• REQUIRED TASK: Please arrange every line of the entries below as a Markdown table with two columns, Num for the row number and Content for the line, leaving out any blank lines.

* start MATERIAL PROVIDED *

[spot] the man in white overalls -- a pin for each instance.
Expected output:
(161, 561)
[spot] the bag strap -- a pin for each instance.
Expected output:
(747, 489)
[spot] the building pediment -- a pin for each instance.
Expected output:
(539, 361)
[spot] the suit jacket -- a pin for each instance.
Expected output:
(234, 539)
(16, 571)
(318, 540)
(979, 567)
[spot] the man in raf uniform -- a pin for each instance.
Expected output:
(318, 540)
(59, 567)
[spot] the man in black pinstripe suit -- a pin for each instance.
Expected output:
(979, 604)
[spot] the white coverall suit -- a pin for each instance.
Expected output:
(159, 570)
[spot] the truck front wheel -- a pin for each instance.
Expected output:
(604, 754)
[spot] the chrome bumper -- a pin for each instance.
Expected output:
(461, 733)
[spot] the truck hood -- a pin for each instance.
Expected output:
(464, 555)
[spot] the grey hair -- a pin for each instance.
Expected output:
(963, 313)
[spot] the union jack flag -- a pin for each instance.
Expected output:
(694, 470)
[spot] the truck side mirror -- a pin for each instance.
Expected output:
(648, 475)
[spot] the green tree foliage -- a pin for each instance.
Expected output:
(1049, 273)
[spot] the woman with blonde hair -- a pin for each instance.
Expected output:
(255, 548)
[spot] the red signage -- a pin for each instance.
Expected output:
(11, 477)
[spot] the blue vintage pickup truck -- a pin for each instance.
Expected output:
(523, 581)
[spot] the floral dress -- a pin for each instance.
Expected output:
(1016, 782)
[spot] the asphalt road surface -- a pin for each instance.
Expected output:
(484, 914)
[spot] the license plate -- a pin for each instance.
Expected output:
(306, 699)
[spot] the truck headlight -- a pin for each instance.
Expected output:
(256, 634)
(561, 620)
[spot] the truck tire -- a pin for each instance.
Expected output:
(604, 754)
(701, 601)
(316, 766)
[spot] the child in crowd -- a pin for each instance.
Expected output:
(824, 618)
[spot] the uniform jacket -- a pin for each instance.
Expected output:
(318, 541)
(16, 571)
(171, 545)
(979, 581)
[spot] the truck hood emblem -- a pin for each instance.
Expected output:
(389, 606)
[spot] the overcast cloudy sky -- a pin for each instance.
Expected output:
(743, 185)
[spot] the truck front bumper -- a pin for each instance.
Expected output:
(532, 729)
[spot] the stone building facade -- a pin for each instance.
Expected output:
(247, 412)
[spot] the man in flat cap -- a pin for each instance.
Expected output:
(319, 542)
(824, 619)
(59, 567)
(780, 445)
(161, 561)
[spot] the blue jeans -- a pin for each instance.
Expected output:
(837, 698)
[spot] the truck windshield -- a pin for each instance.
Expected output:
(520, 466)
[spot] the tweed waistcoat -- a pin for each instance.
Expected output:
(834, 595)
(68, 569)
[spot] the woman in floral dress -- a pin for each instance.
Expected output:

* end MATERIAL PROVIDED *

• RESPONSE FOR THIS EXERCISE:
| Num | Content |
|---|---|
| 1 | [spot] the man in white overalls -- a pin for each instance. |
| 2 | Expected output: |
| 3 | (161, 561) |
| 4 | [spot] the bag strap -- a pin for each instance. |
| 5 | Expected output: |
| 6 | (747, 489) |
| 7 | [spot] the building pediment -- a pin for each instance. |
| 8 | Expected output: |
| 9 | (539, 361) |
| 10 | [spot] the suit jacket -- a pin for each instance. |
| 11 | Expected output: |
| 12 | (234, 539) |
| 13 | (16, 571) |
| 14 | (318, 540) |
| 15 | (979, 567) |
| 16 | [spot] the man in raf uniform -- a pin for each instance. |
| 17 | Expected output: |
| 18 | (318, 540) |
| 19 | (59, 567) |
| 20 | [spot] the man in black pinstripe suit -- a pin for each instance. |
| 21 | Expected output: |
| 22 | (979, 604) |
| 23 | [spot] the white coverall suit -- a pin for each instance. |
| 24 | Expected output: |
| 25 | (159, 570) |
| 26 | [spot] the truck front wheel -- a pin for each instance. |
| 27 | Expected output: |
| 28 | (604, 754) |
| 29 | [spot] the chrome bumper -- a pin for each instance. |
| 30 | Expected output: |
| 31 | (461, 733) |
| 32 | [spot] the truck hood -- a pin for each instance. |
| 33 | Expected output: |
| 34 | (464, 555) |
| 35 | [spot] the grey hair -- a pin for each instance. |
| 36 | Expected output: |
| 37 | (963, 313) |
| 38 | [spot] the union jack flag -- a pin for each instance. |
| 39 | Expected output: |
| 40 | (694, 470) |
| 41 | [spot] the truck side mirror -- a pin for each instance. |
| 42 | Expected output: |
| 43 | (648, 475) |
| 44 | [spot] the green tree foliage -- a pin for each instance. |
| 45 | Expected output: |
| 46 | (1049, 273) |
| 47 | [spot] the woman with blonde hair -- a pin for each instance. |
| 48 | Expected output: |
| 49 | (255, 548) |
| 50 | [spot] the red signage -- a pin for each instance. |
| 51 | Expected output: |
| 52 | (11, 477) |
| 53 | [spot] the blue vintage pickup truck -- a pin for each instance. |
| 54 | Expected output: |
| 55 | (523, 581) |
| 56 | [spot] the floral dress -- a pin for each instance. |
| 57 | Expected output: |
| 58 | (1016, 782) |
| 59 | [spot] the asphalt road surface -- a pin for each instance. |
| 60 | Expected output: |
| 61 | (484, 914) |
| 62 | [spot] the license plate -- a pin for each instance. |
| 63 | Expected output: |
| 64 | (306, 699) |
| 65 | [spot] the truck headlight -- a pin for each instance. |
| 66 | Expected output: |
| 67 | (256, 634) |
| 68 | (561, 620) |
| 69 | [spot] the truck tire -- a pin for each instance. |
| 70 | Expected output: |
| 71 | (604, 754) |
| 72 | (701, 601) |
| 73 | (316, 766) |
| 74 | [spot] the child in crowd -- a pin for each instance. |
| 75 | Expected output: |
| 76 | (824, 618) |
| 77 | [spot] the uniform jacket -- a pin for each instance. |
| 78 | Expected output: |
| 79 | (318, 541) |
| 80 | (16, 571) |
| 81 | (171, 545) |
| 82 | (979, 581) |
| 83 | [spot] the truck hood emblem -- a pin for each instance. |
| 84 | Expected output: |
| 85 | (389, 606) |
| 86 | [spot] the overcast cloudy sky -- a pin for each instance. |
| 87 | Expected output: |
| 88 | (743, 185) |
| 89 | [spot] the truck front bumper -- a pin for each instance. |
| 90 | Expected output: |
| 91 | (532, 729) |
| 92 | [spot] the stone building facade -- a pin for each instance. |
| 93 | Expected output: |
| 94 | (247, 412) |
| 95 | [spot] the man in flat cap -- a pin for each instance. |
| 96 | Expected output: |
| 97 | (319, 542) |
| 98 | (824, 619) |
| 99 | (59, 567) |
| 100 | (780, 445) |
| 101 | (161, 561) |
| 102 | [spot] the blue jeans -- a pin for each instance. |
| 103 | Expected output: |
| 104 | (837, 698) |
| 105 | [spot] the truck windshield -- a pin for each instance. |
| 106 | Expected output: |
| 107 | (520, 466) |
| 108 | [spot] the tweed waistcoat -- a pin for each instance. |
| 109 | Expected output: |
| 110 | (834, 595) |
| 111 | (68, 569) |
| 112 | [spot] the woman in floral dress -- a pin for each instance. |
| 113 | Expected output: |